災害時も業務継続を 町や医療等の関係機関 連携型・地域BCP策定目指す

▲ 9月にシミュレート訓練が行われ、災害時の対応を確認

 住田町は本年度、厚生労働省委託事業「在宅医療の災害時における医療提供体制強化支援事業」のモデル地域に選定され、連携型BCP(事業継続計画)・地域BCP策定に取り組んでいる。町や医療、介護、福祉などの関係者が、自然災害発生時にも継続して在宅療養患者へ介護サービスを提供できるよう、シミュレーション訓練や会合を重ねており、年度内には連携した取り組みの方向性をまとめる。(清水辰彦)

 近年多発する自然災害や新型コロナウイルス感染症などによって、施設に被害が生じた、あるいは従事者が感染したといった場合でも、在宅療養者には継続してサービスを提供する必要がある。
 病院など一定程度の規模を持つ医療機関ではBCP策定などを通じて災害時の医療提供体制が強化されつつあるが、在宅医療に関しては患者が医療施設外にいることもあり、災害時には在宅生活継続のために行政や医療・介護提供機関と連携した対応が不可欠だ。

****

• **課題**: 住田町の連携型BCP策定を伝える記事を、最後の文に続けて書き進めよ。

• **資料**:

****

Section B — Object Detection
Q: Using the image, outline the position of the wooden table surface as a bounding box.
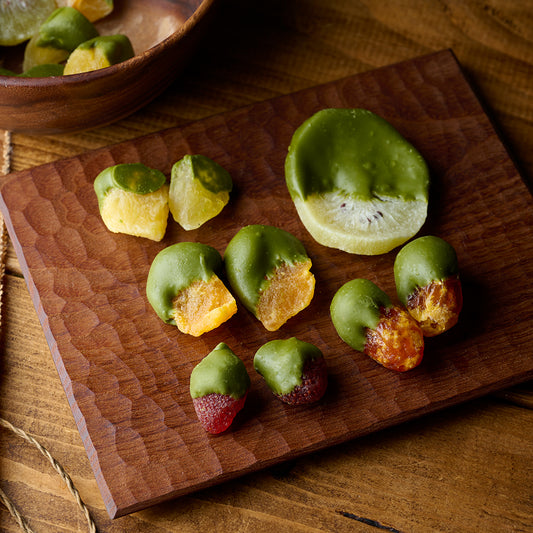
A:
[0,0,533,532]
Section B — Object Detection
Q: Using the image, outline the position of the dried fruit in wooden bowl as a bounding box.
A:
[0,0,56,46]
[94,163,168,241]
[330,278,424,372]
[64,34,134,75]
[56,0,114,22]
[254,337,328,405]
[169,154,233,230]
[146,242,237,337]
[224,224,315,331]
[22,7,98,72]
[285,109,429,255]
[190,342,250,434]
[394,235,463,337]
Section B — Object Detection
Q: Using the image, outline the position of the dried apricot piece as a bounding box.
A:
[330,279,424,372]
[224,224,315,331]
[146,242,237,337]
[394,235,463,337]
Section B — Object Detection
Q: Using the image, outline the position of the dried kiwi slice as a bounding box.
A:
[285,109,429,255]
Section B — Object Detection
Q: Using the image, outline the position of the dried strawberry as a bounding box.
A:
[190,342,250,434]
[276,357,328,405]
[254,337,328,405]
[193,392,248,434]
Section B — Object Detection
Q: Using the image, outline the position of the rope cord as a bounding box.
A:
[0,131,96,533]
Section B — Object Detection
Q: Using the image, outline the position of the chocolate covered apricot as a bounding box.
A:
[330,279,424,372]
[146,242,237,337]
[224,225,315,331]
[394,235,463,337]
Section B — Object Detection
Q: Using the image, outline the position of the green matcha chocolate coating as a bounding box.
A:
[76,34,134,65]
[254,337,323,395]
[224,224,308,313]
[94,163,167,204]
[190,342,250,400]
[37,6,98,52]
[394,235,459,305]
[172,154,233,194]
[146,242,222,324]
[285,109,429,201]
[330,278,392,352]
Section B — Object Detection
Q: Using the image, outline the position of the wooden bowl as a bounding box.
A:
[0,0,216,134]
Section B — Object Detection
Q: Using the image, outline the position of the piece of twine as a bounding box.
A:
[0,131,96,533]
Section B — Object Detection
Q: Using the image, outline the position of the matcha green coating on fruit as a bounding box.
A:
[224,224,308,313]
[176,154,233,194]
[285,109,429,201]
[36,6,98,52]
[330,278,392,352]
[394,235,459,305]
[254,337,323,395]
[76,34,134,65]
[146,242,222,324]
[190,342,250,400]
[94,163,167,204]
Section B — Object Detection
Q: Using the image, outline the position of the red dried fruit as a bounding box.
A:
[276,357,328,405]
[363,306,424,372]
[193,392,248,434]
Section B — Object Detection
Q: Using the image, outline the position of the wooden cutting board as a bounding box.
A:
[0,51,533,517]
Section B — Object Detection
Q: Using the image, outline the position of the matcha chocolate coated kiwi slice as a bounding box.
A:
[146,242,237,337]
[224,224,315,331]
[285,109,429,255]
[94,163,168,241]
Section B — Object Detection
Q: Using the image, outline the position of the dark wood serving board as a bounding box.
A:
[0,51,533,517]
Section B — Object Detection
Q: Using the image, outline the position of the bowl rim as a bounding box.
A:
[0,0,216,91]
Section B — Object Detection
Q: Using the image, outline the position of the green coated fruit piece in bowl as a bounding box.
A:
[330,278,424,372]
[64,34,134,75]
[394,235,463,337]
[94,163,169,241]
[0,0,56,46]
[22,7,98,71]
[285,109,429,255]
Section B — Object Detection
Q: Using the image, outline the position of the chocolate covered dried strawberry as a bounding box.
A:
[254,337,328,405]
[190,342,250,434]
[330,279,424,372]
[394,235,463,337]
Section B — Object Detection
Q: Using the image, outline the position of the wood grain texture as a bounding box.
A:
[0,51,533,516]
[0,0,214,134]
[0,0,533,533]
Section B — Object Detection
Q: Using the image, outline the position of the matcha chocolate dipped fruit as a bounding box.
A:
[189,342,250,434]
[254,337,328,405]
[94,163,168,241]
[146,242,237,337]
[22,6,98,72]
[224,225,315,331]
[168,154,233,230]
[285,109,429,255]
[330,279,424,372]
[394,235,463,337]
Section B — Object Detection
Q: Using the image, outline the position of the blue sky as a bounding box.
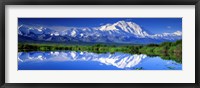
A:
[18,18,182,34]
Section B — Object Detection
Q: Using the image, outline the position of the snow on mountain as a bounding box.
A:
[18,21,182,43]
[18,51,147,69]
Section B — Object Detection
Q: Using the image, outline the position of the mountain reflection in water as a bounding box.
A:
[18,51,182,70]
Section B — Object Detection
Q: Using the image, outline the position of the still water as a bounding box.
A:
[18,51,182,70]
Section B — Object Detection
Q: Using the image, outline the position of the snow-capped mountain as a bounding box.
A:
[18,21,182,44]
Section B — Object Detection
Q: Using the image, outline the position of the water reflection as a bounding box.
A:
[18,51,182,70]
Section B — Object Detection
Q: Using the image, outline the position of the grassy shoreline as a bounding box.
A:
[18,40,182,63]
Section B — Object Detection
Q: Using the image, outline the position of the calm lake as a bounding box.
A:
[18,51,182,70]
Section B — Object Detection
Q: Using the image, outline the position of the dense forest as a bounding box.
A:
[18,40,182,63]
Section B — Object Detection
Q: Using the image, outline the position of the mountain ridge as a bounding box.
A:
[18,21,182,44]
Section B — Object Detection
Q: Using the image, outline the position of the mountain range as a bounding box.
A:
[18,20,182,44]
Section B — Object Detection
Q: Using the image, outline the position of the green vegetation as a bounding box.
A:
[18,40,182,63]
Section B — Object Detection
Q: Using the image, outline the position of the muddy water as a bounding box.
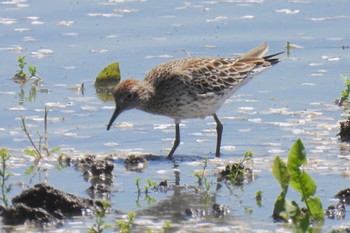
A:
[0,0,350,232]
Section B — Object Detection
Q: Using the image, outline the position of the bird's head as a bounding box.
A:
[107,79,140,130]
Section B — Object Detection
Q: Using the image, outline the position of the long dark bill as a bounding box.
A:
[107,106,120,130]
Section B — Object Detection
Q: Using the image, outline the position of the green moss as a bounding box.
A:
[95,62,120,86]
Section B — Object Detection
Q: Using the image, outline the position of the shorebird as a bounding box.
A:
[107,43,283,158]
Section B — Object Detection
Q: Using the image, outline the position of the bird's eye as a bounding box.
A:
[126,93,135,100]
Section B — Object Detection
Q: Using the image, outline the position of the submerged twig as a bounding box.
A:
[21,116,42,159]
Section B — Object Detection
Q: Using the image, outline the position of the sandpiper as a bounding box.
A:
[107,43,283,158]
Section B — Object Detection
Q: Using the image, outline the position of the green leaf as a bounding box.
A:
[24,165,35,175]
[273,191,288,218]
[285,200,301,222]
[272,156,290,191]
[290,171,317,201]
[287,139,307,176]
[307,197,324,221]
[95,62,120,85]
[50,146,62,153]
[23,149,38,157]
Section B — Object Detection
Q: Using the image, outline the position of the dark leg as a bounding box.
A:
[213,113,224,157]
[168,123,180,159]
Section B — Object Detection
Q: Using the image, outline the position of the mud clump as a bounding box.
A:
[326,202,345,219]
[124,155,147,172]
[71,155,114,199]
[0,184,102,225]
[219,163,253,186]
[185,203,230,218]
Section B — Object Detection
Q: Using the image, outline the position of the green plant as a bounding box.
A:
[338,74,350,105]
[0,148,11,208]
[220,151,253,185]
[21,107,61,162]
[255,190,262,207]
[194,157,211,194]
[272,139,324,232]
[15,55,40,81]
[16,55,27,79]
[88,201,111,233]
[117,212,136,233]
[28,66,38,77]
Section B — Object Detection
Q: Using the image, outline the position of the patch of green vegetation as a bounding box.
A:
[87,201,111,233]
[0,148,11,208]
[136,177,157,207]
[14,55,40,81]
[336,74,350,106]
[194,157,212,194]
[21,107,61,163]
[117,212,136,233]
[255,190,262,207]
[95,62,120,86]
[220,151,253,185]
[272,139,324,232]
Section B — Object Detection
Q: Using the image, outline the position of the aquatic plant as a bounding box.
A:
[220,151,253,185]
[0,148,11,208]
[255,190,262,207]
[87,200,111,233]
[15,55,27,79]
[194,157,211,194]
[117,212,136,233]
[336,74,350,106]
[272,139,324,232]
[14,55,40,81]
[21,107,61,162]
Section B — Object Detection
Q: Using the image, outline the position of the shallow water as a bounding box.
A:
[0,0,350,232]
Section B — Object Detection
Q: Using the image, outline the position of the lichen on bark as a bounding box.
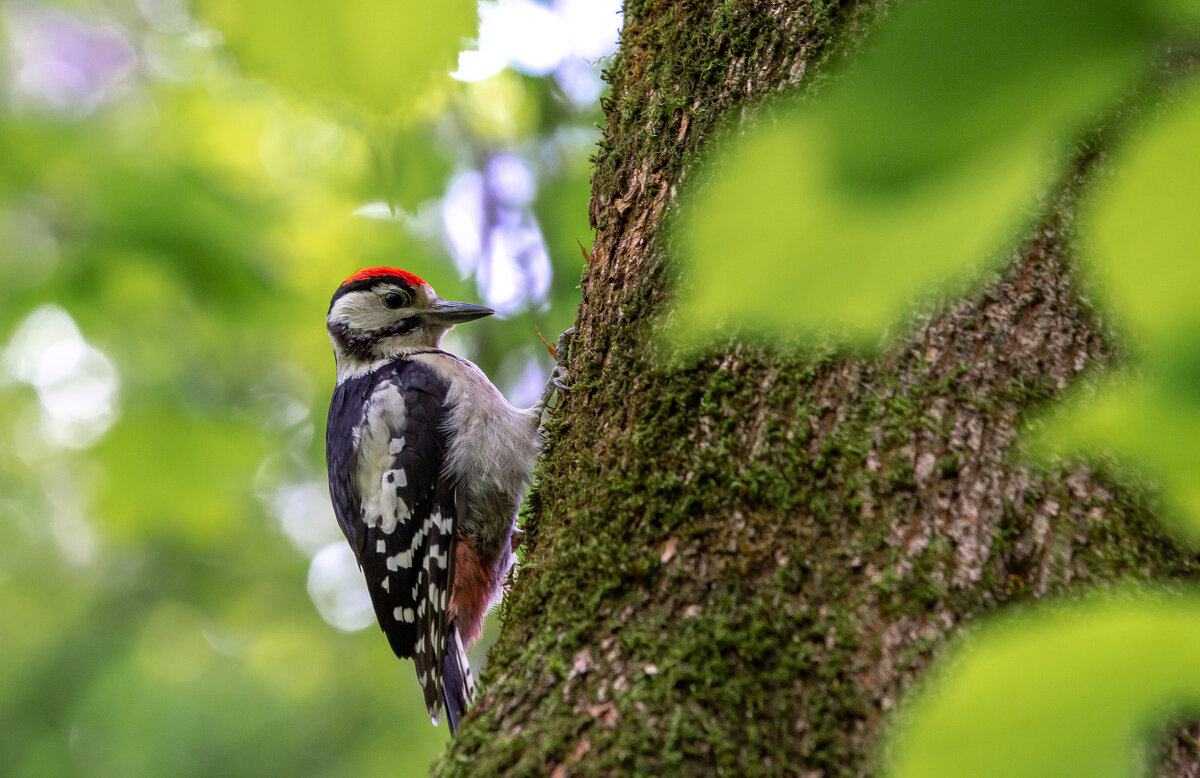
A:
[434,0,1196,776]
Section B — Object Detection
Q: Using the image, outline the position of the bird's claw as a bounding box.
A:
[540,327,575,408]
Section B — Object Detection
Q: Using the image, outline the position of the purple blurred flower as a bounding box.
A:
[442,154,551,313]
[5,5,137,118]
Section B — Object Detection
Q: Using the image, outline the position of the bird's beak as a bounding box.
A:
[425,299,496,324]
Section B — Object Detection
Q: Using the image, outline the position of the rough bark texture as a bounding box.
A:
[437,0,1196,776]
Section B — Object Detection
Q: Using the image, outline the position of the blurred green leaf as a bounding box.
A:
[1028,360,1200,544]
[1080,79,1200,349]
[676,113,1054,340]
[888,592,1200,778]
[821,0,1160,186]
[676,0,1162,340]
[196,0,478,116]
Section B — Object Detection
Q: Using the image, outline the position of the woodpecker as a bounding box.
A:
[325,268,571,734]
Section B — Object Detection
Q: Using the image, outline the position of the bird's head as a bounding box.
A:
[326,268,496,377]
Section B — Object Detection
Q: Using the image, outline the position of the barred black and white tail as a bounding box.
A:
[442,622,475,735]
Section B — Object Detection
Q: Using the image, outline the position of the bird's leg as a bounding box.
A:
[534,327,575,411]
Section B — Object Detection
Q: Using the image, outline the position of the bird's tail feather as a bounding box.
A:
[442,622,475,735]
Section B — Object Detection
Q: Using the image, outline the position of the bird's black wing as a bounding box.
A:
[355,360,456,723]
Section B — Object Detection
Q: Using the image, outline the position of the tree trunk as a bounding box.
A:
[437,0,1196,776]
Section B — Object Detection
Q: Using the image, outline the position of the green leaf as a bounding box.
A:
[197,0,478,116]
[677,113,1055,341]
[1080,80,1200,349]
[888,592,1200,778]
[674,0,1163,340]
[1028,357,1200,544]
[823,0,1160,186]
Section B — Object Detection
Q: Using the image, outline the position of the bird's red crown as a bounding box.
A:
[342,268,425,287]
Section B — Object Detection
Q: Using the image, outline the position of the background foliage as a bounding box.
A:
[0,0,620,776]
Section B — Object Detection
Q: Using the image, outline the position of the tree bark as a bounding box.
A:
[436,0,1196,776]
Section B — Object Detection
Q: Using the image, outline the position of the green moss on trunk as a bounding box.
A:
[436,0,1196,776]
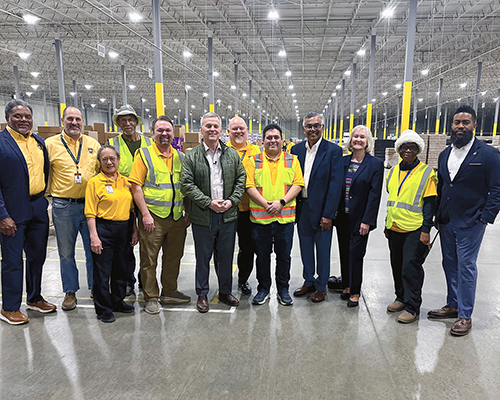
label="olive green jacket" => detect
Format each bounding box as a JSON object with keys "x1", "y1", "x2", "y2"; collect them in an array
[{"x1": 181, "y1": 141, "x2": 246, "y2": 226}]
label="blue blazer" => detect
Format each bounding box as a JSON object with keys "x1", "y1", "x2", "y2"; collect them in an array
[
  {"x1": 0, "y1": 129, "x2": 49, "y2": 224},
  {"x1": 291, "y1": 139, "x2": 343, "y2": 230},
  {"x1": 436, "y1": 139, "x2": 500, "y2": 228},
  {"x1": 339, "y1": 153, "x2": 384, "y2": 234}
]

****

• **解答**:
 そのため、同業、類似事業者間の連携による「連携型BCP」の策定と、さらには地域全体の医療・ケアの継続と災害時の早期復旧を目的とする「地域BCP」へのスケールアップが重要となる。
 同事業では、先進的に連携型BCP・地域BCP策定に取り組む地域をモデルとし、今後、全国展開するにあたってのプロセスにおいての手だてを創出しようと行っている。
 本年度、モデル地域に選定されたのは住田町を含む全国26の市町村。
 同町は医療機関が少なく、さらに高齢化率の高まりによって災害時には地域住民同士での支援が難しくなってきている。中山間地域であることから災害で道路が遮断されれば孤立する地域も発生し、医薬品などが不足する恐れがある。
 災害発生時、町は地域防災計画やBCPに基づいて対応することとしているが、在宅医療、在宅介護サービス、施設サービスの継続が困難となった際、どのように対処するかについては検討してこなかった。各施設でも、それぞれでBCPを策定または策定中だが、連携することによって限られた医療資源の中で住民の命を守ろうと、本年度から連携型・地域型BCPの策定に取り組み始めた。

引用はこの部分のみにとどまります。